** STATED PROBLEM 1 **
Reproduce the passage about testing and Zelda starting at the words "NES games from" and stopping after "software, contact us.", substituting "daily work" for "bread and butter".
** STATED PROBLEM 2 **
For each statement below, state whether the passage about testing and Zelda supports it, answering yes or no and quoting the words that decide it: (a) The passage says SOMETIMES_EACH(x); SOMETIMES_EACH(y) and SOMETIMES_EACH({x,y}) do the same thing. (b) The variables x and y can each take any integer value from 0 to 9. (c) The full video of Antithesis playing Zelda is sped up 8x.

*** TEXT PROVIDED ***

This paradigm would obviously save time anywhere, but when writing tests it has two additional benefits. The fact that you’re leaving the low-level details of how to do the thing you asked for unspecified simultaneously makes your tests more powerful and less fragile. They’re more powerful, because rather than just testing one way to achieve the goal you set out, you’re testing many. They’re less fragile, because a low-level detailed set of steps is likely to break whenever your software changes, but a “please figure it out” won’t, so long as we can still figure it out.

`BUY SOMETHIN' WILL YA!`

NES games from the 1980s are very different from the distributed systems that are our bread and butter at Antithesis – but the tools we built to solve one set of problems have often proved useful for the other as well. If you’ve got a bug that seems “Nintendo hard” to track down, or want to talk about how we could explore the state space of your software, contact us.

Oh, and if you were waiting for the full 3-hour video of Antithesis playing Zelda from start to finish, here it is (sped up 8x), you sickos:

`TECHNICAL ADDENDUM (OPTIONAL)`

There are a number of subtle issues that I glossed over in the body of the post, in the interest of making it readable. But you, the true elite, are reading this Technical Addendum, where we will explore some of the nitty-gritty details involved in actually beating Zelda.

First of all, let’s talk about Cartesian products and state explosion. Suppose you have two variables, x and y, which can each take on any integer value from 0 to 9. Superficially, it might seem like SOMETIMES_EACH(x); SOMETIMES_EACH(y) and SOMETIMES_EACH({x,y}) are doing the same thing, but they are actually very different. The former is saying: “please find (and then explore from) each possible value of x, and each possible value of y.” The latter is saying: “please find (and then explore from) each possible combination of values of x and y.”

*** RECORDS SHOWN ***

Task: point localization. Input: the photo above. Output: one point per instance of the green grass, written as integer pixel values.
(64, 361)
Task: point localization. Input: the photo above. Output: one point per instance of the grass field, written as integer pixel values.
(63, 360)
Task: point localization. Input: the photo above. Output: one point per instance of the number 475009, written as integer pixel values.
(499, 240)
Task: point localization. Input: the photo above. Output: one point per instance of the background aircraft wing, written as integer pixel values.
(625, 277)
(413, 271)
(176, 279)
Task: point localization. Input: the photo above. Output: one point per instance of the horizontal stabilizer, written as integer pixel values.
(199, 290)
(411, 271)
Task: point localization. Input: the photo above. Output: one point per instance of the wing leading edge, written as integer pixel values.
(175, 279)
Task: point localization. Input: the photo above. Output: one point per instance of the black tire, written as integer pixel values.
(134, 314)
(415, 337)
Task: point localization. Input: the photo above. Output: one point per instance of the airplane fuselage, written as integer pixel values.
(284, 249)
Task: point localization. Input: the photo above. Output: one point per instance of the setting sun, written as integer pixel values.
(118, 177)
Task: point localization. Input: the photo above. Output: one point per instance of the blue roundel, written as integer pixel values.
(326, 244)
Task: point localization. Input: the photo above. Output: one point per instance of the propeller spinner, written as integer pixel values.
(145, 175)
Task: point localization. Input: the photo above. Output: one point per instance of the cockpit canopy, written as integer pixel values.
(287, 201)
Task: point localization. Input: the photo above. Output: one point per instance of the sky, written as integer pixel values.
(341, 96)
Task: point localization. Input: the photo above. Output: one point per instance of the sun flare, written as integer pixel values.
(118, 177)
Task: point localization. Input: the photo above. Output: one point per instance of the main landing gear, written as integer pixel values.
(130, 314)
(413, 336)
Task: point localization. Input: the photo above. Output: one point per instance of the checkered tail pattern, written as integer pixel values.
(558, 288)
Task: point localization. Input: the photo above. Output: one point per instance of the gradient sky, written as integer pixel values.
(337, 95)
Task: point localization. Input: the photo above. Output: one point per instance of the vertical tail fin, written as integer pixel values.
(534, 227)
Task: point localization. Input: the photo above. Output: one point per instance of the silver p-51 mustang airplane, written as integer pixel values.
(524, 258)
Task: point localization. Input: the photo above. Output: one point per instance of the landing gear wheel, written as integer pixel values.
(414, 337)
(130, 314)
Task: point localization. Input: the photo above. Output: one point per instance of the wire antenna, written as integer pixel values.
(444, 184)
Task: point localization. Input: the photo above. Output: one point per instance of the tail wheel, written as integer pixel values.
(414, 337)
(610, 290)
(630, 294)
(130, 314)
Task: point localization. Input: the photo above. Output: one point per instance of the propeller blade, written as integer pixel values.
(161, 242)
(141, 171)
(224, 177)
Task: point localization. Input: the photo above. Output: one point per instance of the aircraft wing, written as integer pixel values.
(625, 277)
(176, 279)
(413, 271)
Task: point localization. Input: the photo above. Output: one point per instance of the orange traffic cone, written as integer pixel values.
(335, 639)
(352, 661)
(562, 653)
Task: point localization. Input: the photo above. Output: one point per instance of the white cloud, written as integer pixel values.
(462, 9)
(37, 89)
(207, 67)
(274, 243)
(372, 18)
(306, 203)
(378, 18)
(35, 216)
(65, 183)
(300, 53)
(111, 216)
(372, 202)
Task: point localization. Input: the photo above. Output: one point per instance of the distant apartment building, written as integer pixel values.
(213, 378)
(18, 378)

***

** WRITTEN REPLY 1 **
NES games from the 1980s are very different from the distributed systems that are our daily work at Antithesis – but the tools we built to solve one set of problems have often proved useful for the other as well. If you’ve got a bug that seems “Nintendo hard” to track down, or want to talk about how we could explore the state space of your software, contact us.

** WRITTEN REPLY 2 **
(a) No: "but they are actually very different."
(b) Yes: "which can each take on any integer value from 0 to 9."
(c) Yes: "(sped up 8x)"